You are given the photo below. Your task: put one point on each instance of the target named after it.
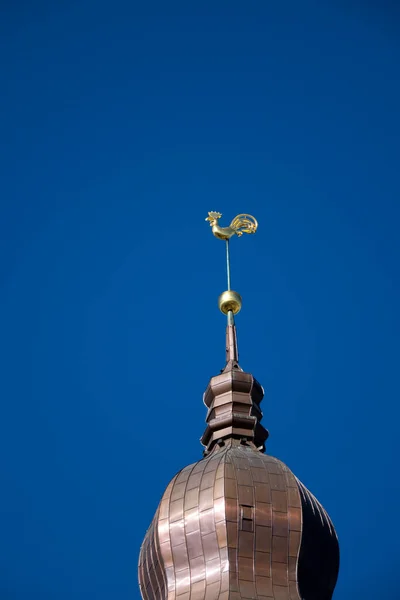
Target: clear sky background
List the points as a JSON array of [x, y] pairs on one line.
[[122, 125]]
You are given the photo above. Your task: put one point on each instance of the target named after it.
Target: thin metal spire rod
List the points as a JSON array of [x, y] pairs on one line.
[[231, 320], [228, 265]]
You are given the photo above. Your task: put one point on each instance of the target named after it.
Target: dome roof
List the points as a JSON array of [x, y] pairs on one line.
[[238, 524]]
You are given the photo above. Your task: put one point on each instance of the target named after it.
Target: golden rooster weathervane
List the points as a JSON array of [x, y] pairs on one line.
[[230, 302]]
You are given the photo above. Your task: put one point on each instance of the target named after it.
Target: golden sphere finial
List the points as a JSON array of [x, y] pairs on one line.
[[230, 301]]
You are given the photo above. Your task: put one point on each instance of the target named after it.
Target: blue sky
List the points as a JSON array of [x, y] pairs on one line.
[[122, 125]]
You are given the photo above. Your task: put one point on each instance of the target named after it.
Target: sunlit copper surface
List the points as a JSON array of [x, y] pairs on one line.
[[231, 526]]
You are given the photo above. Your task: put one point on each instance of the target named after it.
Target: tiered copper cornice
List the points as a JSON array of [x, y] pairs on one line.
[[233, 401]]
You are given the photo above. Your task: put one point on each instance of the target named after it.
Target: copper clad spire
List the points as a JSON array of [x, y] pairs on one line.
[[237, 525]]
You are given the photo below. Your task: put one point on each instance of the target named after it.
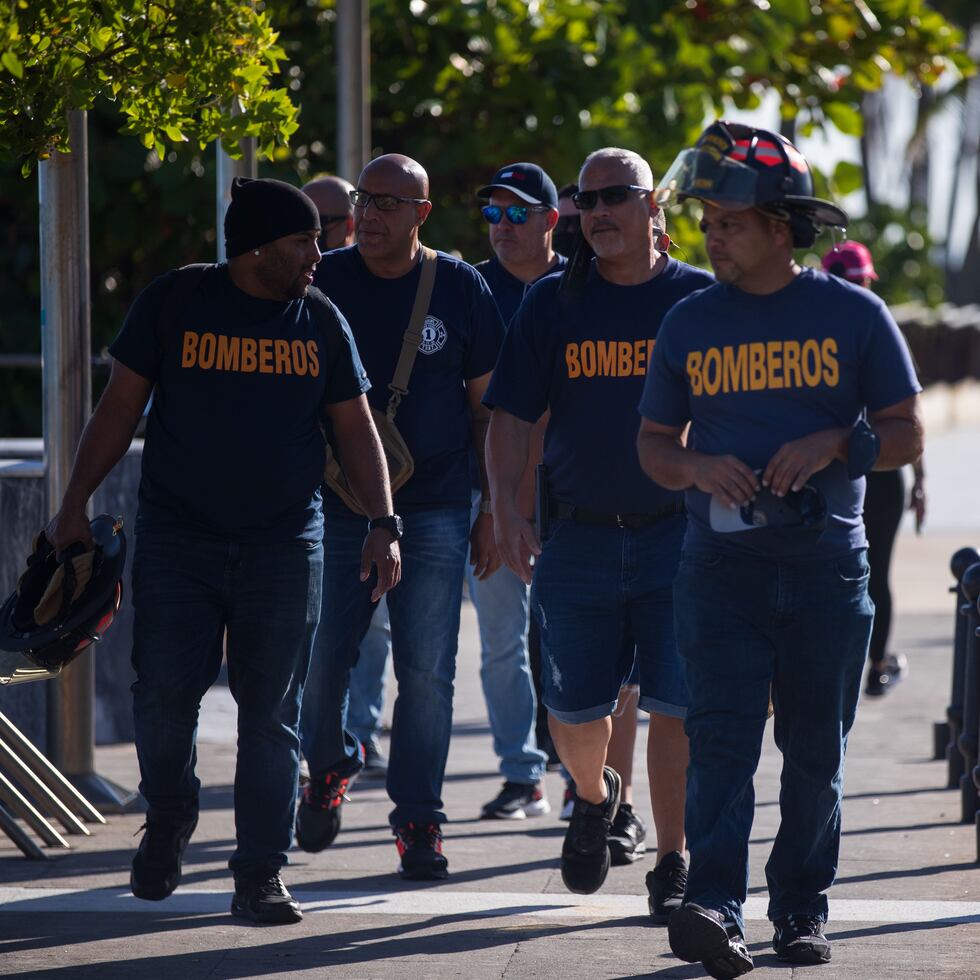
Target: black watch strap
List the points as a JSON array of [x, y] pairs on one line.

::::::::::

Set down exactly, and only, the lines from the one with "Target: black watch strap" to the final line of the data.

Target: black watch strap
List the points as a JSON array of [x, y] pairs on one line.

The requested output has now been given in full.